▶ **Selected extract**
Segment Open

American actor and comedian (born 1971)

Keegan-Michael Key (born March 22, 1971) is an American actor, comedian, producer, and writer. He and Jordan Peele co-created and co-starred in the sketch series Key & Peele (2012–2015) for which he received one Primetime Emmy Award from ten nominations. He also acted in the sketch series Mad TV (2004–2009), sitcom Playing House (2014–2017), the comedy series Friends from College (2017–2019) and the series Reboot (2022). He also appeared alongside Peele in the first season of the series Fargo in 2014, and had a recurring role on Parks and Recreation from 2013 to 2015. Key later starred in the musical comedy series Schmigadoon! (2021–2023).

Segment Closed

▶ **Input data**
Segment Open

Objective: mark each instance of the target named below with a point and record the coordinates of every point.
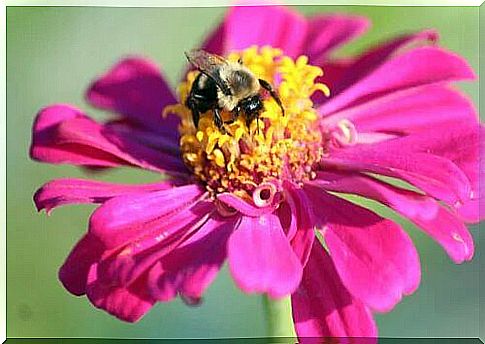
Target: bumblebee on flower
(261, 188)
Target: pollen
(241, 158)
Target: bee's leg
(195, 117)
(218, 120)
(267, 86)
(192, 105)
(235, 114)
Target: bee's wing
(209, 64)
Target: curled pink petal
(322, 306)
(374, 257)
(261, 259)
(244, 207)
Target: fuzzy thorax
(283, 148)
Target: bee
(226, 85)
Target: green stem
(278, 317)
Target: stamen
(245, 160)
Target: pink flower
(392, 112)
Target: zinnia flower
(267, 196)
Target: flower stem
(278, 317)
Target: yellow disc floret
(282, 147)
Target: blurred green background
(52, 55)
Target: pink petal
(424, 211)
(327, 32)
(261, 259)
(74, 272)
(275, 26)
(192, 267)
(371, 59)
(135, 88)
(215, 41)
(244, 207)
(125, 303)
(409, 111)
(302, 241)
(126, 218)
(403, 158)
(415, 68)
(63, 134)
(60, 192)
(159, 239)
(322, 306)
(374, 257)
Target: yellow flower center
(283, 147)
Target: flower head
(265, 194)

Segment Closed
Segment Open

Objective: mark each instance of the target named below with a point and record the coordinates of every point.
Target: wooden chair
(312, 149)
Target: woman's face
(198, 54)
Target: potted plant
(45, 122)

Segment Closed
Segment Open

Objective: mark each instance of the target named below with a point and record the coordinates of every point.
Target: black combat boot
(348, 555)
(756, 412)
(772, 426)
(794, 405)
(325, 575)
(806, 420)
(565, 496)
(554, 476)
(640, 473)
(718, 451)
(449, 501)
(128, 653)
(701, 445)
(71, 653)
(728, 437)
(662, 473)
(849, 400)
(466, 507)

Segment Closed

▶ **Task list**
1) In the Keegan-Michael Key biography, who co-created the sketch series Key & Peele with him?
2) Resume the Keegan-Michael Key biography after its final sentence.
The lines have nothing to do with the Keegan-Michael Key biography.

▶ **Responses to the exercise**
1) Jordan Peele

2)
Key has had supporting roles in several films, including Horrible Bosses 2 (2014), Pitch Perfect 2 (2015), Don't Think Twice (2016), Dolemite Is My Name (2019), The Prom (2020), and Wonka (2023). He has provided voice-work for The Lego Movie (2014), the subsequent films of the Hotel Transylvania franchise (2015–2022), Storks, The Angry Birds Movie (both 2016), The Star (2017), Chip 'n' Dale: Rescue Rangers, Wendell & Wild (both 2022), The Super Mario Bros. Movie, Migration (both 2023), IF, and Transformers One (both in 2024). He has also voiced roles in Disney's Toy Story 4 (2019) and the live-action remakes of The Lion King (2019), and Pinocchio (2022).

In 2015, he appeared at the White House Correspondents' Dinner as the Key & Peele character Luther, President Barack Obama's anger translator. Key and Peele produced and starred in the 2016 action-comedy film Keanu. In 2017, Key made his Broadway debut in the comic play Meteor Shower. He hosted The Planet's Funniest Animals on Animal Planet (2005–2008), and hosted Game On! in 2020. He returned as the voice of Toad in The Super Mario Galaxy Movie (2026).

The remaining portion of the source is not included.